## start

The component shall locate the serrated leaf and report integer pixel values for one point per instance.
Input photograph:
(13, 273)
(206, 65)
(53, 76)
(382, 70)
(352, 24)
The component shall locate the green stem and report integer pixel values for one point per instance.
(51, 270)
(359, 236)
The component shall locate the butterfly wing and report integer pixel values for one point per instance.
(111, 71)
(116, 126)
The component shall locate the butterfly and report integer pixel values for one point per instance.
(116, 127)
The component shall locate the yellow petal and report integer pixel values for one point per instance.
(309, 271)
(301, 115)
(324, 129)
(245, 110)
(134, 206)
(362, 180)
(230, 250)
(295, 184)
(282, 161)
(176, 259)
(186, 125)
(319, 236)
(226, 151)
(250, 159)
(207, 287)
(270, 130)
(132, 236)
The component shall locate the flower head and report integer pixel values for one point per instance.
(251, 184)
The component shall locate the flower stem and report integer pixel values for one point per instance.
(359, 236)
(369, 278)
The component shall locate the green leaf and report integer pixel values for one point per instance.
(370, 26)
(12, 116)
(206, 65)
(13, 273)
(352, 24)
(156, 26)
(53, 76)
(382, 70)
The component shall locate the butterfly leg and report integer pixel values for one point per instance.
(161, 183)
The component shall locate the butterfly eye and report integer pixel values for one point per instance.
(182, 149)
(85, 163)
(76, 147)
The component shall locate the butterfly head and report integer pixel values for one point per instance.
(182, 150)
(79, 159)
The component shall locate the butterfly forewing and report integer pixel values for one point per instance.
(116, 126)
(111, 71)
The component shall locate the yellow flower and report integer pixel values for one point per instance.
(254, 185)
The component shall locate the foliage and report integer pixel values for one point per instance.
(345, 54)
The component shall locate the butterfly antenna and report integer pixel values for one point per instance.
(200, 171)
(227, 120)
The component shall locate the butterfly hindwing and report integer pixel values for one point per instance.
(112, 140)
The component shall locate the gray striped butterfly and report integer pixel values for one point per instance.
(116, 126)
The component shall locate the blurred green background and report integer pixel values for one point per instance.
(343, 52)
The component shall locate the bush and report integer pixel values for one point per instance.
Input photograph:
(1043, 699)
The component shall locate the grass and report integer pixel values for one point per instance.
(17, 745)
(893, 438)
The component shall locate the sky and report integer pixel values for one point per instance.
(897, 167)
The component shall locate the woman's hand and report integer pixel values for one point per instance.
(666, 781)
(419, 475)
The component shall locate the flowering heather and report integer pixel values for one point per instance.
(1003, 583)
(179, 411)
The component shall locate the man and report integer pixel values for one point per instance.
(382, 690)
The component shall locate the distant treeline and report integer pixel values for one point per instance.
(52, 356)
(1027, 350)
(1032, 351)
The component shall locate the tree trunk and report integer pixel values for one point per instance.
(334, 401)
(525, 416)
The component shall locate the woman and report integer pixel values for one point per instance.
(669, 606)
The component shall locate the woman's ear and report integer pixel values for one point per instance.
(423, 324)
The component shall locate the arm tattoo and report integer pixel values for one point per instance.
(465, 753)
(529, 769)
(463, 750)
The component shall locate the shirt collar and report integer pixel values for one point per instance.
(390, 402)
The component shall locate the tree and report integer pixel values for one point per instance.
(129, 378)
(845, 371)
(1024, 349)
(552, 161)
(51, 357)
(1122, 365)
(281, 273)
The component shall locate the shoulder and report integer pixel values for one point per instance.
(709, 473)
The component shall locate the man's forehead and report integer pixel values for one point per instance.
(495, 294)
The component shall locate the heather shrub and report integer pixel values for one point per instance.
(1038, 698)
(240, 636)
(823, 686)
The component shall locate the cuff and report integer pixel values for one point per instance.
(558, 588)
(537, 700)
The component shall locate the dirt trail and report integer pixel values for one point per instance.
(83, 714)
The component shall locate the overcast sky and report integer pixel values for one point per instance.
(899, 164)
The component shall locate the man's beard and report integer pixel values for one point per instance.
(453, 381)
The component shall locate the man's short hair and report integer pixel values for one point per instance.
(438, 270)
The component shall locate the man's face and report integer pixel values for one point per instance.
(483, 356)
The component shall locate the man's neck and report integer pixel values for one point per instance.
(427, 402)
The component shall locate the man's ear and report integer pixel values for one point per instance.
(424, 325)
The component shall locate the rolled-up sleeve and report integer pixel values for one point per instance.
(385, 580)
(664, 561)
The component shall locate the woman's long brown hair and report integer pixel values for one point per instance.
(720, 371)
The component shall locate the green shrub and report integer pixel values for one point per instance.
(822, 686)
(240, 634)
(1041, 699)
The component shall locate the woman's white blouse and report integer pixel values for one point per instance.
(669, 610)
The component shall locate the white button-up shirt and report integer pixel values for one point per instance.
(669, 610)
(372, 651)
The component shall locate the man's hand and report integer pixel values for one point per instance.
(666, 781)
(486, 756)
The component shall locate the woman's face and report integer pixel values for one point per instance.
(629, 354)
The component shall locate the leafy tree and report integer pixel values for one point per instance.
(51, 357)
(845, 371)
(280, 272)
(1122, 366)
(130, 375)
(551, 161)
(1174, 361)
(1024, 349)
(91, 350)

## end

Change every occurrence of "component" in the records above to "module", and reproduce the records with everything else left unchanged.

The module shall locate the serrated leaf and report integer pixel values for one point per instance.
Input photograph:
(13, 273)
(206, 65)
(53, 76)
(382, 70)
(352, 24)
The module shall locate the green stem and report integer pixel values for one point per instance.
(51, 270)
(359, 236)
The module shall locate the butterfly wing and report integer pixel values for one point per instance.
(111, 71)
(116, 126)
The module shall locate the butterfly and report integer pixel values for one point per instance.
(116, 127)
The module shall locate the yellow petal and report integer pixel values for one point per instance.
(309, 271)
(301, 115)
(324, 129)
(245, 110)
(134, 206)
(362, 180)
(230, 250)
(295, 184)
(282, 161)
(176, 259)
(186, 125)
(319, 236)
(226, 151)
(250, 159)
(207, 287)
(270, 130)
(132, 236)
The module shall locate the flower head and report integer pixel values for one point per instance.
(251, 184)
The module shall locate the flower stem and report integer pixel values for one point per instance.
(359, 236)
(369, 278)
The module shall locate the green leaf and report integer pixel values for one point per instance.
(370, 26)
(12, 116)
(206, 65)
(13, 273)
(352, 24)
(156, 26)
(53, 76)
(382, 70)
The module shall locate the butterfly leg and report integer pixel values for one point per instance.
(161, 183)
The module shall locate the butterfly eye and report integer pixel values for one point per instance.
(182, 149)
(85, 163)
(76, 147)
The module shall locate the butterfly head and report integer pixel values for one point per instance.
(182, 150)
(79, 159)
The module shall locate the butterfly forewing and report integer pixel values for one point per instance.
(116, 126)
(111, 71)
The module shall locate the yellow flower and report integer pixel values for one point per instance.
(254, 185)
The module shall locate the foliage and report integer pixel values for one point per instance.
(345, 54)
The module shall locate the butterfly antenna and report integer pixel values for one point per instance.
(200, 171)
(227, 120)
The module shall locate the butterfly hindwing and report integer pixel values for one point per instance.
(112, 140)
The module shall locate the gray striped butterfly and report integer pixel values for one point per instance.
(116, 126)
The module shall locate the blurred green background and report integer pixel values for one point per instance.
(343, 52)
The module shall locate the bush and report integer pixel values for one point per instance.
Input photograph:
(1043, 699)
The module shall locate the grass and report integer pixel values for one point per instance.
(17, 745)
(893, 438)
The module shall locate the sky and report integer pixel values for one point per instance.
(897, 167)
The module shall locate the woman's hand and report integer pixel values for one point per instance.
(666, 781)
(419, 475)
The module shall locate the flowering heather and report integer pixel values for one point per instance.
(1003, 583)
(179, 411)
The module shall locate the man and report integer pixel values for one point per instance.
(382, 690)
The module shall locate the distant treeline and report integer pixel values for one point per instance.
(52, 356)
(1027, 350)
(1032, 351)
The module shall locate the tree trunk and report integer pixel values for one point per instance.
(334, 401)
(525, 416)
The module shall locate the woman and report integer pixel values for one point per instance.
(669, 606)
The module shall locate the woman's ear and report integer pixel values for one point per instance.
(423, 324)
The module shall locate the arm tattoo and report integer pixel values for one point per instance.
(465, 753)
(529, 769)
(463, 750)
The module shall locate the shirt collar and report integer pixel values for one point per instance.
(390, 402)
The module shall locate the tree and report integer pixel values for one point per instance.
(129, 378)
(845, 371)
(1024, 349)
(552, 161)
(51, 357)
(1122, 365)
(281, 273)
The module shall locate the shoulder and report integer pixel values for one point per instance.
(709, 473)
The module shall locate the man's forehead and report integer pixel values for one point per instance.
(495, 294)
The module shall locate the heather shrub and report integer pixel values for one point per instance.
(1038, 698)
(240, 636)
(823, 686)
The module shall locate the cuff and report integer pixel values for one point per instance.
(558, 588)
(537, 700)
The module shall locate the dirt trail and report integer pixel values for one point per instance.
(83, 714)
The module shall locate the overcast sky and report integer pixel values for one point per instance.
(899, 164)
The module shall locate the man's beard and report integer pixel values for one point per instance.
(453, 381)
The module shall locate the man's short hair and report integer pixel values for one point per instance.
(438, 270)
The module shall locate the man's face and report integer pixel values for one point per instance.
(483, 356)
The module shall locate the man's neck and report integer pixel values for one point per instance.
(427, 402)
The module shall locate the man's ear and report integer pixel values for one point per instance.
(424, 325)
The module shall locate the rolled-up sleeve and report integer pixel values for one point per instance.
(385, 580)
(664, 561)
The module shall locate the woman's long brown hair and report integer pixel values for one point per instance.
(720, 371)
The module shall locate the green shrub and report integer pixel values for one point per instance.
(822, 686)
(240, 634)
(1041, 699)
The module shall locate the woman's white blouse and report integer pixel values for one point per instance.
(669, 610)
The module shall locate the white button-up shirt and report integer pixel values for one point per instance.
(669, 610)
(372, 651)
The module shall locate the man's hand and report integer pixel values for one point per instance.
(666, 781)
(486, 756)
The module shall locate the woman's face and report integer pixel values for one point per instance.
(629, 354)
The module shall locate the leafy tree and report integer pixel values for one point per instance.
(51, 357)
(845, 371)
(280, 272)
(1122, 366)
(130, 375)
(551, 161)
(1174, 361)
(1024, 349)
(91, 350)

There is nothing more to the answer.